» SOURCE:
If you have a question you'd like to ask me, post it as a comment below and I will answer it in a future post.

. . . . . . . . . . . . . . . . . . . . . . . . . . . . . . . . . . . .

Q1: What artists influence you?

I am a great appreciator of the work of many children's illustrators, although I don't actively try (or succeed) at making work anything like theirs. Instead, I admire their work because it looks like they sincerely enjoy their process. They are consistent in their dedication to quality and their craft, whatever their medium of choice. Most of my favorite illustrators have a recognizable, characteristic style that makes their work easily identifiable. Some of my favorites are Mary GrandPré, Linda Wingerter, Cory Godbey, Brett Helquist, Brian Selznick, Tony DiTerlizzi, Rebecca Guay, and Aaron Becker (just to name a few). If you know their work you'll probably notice that they all have distinctly different styles from each other and from my own work.

» RECORDS:
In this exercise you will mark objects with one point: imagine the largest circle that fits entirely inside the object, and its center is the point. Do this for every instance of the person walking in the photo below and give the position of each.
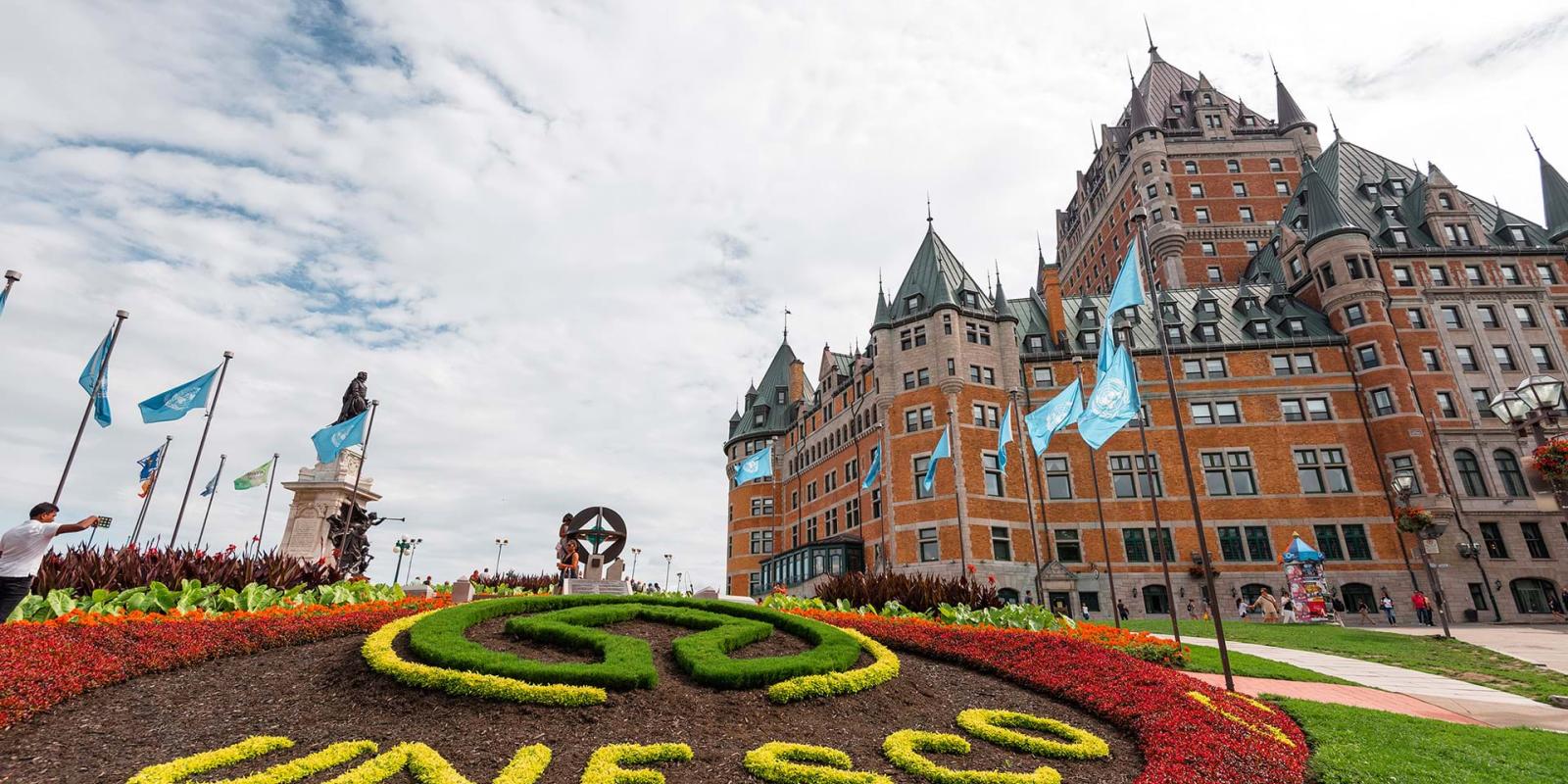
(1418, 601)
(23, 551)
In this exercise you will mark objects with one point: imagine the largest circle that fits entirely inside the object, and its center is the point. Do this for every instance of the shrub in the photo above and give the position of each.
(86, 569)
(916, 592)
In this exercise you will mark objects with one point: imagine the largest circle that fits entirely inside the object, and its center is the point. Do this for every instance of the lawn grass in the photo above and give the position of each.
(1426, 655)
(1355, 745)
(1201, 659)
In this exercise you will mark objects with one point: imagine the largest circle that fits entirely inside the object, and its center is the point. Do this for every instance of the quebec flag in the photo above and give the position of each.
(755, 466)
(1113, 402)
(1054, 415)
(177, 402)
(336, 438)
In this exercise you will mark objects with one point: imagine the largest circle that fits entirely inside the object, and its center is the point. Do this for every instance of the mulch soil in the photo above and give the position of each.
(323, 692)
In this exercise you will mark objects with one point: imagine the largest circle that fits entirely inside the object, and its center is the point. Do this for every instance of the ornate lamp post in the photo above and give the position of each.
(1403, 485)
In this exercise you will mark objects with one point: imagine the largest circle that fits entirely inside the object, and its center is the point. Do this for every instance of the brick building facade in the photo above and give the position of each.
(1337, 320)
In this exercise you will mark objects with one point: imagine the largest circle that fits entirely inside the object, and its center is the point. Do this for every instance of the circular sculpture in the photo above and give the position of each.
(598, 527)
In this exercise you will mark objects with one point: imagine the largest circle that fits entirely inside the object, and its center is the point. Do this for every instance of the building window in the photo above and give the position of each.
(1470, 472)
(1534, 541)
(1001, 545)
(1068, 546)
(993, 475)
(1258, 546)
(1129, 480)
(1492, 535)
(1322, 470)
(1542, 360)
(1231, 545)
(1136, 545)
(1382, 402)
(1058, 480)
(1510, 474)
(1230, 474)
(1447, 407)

» WHAT TO WORK ON:
Please resume the illustrator Q&A, carrying it on after its final sentence. The rows have no connection to the illustrator Q&A.

» OUTPUT FOR THIS TASK:
By looking at these artists' images, I absorb valuable insights that I hope to someday be able to bring to my own art---insights into color, composition, lighting, character, style, etc. Qualities like strong drawing skills (good anatomy or intentionally stylized figures), use of interesting perspectives, dynamic environments, looseness of lines, use of expressive, dynamic shapes, and a sense of gesture and movement are all evident in the illustrations that strongly appeal to me (in contrast to my own work, which all-too often tends to become stiff and overworked). There is much to be learned from the artists I admire. 

Most important of all, my favorite artists remind me to enjoy myself, to work hard, and create with authentic passion. They're all so good at being themselves that I'm reminded to be myself, too (whatever that may be). Their techniques and processes encourage me to try something new, loosen up, and be playful. Their work compels me to continue to hone my drawing skills so that I can draw realistically when I need to AND be expressive when I want to.

Ancora imparo!

Q2: Are you obsessed with space, and why is the answer YES?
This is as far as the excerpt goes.